Try it | Go through the lines below and copy each one that holds the string "cross".

BEGIN Data in this exercise

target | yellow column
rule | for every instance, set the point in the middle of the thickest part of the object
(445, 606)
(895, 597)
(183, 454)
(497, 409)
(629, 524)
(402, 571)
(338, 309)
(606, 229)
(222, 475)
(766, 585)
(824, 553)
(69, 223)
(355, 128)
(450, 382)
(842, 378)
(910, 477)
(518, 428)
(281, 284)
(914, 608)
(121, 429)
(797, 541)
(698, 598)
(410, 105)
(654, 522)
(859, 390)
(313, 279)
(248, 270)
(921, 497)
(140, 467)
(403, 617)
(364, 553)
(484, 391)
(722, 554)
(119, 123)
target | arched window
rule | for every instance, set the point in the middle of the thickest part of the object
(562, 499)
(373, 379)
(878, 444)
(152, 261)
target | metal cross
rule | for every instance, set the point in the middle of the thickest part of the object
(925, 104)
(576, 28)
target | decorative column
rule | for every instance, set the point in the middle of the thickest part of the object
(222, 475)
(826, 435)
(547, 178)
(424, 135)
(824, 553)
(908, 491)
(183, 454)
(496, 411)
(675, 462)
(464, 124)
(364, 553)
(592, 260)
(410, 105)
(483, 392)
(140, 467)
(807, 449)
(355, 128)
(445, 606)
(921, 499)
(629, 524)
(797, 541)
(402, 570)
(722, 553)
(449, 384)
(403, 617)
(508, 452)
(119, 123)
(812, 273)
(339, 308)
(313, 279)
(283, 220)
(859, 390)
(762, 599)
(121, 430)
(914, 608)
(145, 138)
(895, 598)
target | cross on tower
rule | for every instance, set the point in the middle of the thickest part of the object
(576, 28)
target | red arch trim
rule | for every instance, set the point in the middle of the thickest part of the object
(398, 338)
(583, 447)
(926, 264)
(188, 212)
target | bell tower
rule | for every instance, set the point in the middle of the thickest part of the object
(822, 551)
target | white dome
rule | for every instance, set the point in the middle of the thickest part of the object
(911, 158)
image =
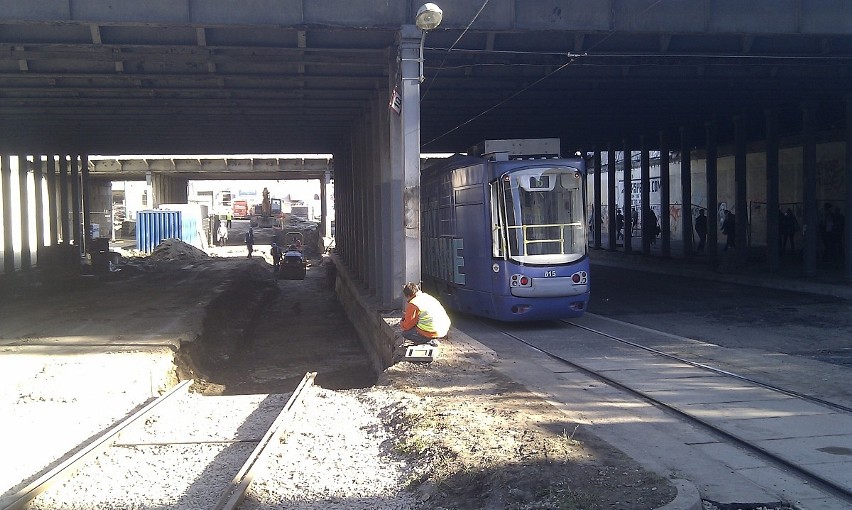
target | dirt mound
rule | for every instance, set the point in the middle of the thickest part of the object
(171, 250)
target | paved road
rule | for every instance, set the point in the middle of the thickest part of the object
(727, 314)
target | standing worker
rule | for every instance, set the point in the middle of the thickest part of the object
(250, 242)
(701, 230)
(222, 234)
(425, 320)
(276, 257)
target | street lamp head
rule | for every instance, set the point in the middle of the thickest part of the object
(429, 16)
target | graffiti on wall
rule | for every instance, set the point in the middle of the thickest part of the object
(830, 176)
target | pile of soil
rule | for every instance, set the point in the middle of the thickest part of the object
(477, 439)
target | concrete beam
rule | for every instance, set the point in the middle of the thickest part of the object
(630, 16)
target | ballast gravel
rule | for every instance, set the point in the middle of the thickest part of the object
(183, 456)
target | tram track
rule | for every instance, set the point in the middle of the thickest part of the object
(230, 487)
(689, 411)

END Data in this exercise
BEGIN Data in this exercise

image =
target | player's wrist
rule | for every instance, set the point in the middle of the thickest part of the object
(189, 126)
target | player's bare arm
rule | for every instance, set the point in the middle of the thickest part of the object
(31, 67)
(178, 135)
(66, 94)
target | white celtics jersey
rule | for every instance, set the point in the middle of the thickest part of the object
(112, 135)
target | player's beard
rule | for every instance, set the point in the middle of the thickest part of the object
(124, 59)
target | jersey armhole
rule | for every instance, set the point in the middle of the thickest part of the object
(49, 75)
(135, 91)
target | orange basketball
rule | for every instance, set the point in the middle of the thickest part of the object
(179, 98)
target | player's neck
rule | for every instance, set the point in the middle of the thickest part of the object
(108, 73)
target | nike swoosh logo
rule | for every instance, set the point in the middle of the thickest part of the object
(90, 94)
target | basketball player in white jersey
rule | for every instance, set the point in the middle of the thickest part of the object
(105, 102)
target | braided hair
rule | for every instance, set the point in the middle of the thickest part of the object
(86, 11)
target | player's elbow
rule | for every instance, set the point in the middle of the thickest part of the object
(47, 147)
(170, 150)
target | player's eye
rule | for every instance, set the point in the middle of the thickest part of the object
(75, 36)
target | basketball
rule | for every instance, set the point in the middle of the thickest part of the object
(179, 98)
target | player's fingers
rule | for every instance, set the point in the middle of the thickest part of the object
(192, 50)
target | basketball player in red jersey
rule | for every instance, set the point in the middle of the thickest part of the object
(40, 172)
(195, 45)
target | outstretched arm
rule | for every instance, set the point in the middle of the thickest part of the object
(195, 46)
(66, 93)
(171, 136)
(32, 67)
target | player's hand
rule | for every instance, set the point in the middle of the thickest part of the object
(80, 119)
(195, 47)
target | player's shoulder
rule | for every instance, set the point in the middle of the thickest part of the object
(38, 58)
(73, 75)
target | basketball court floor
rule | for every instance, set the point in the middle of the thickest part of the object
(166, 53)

END Data in this exercise
BEGIN Data in this exercise

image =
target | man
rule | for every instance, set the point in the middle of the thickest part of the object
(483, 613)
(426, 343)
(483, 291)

END Data in this exercise

Result |
target | metal cross
target | cross on tower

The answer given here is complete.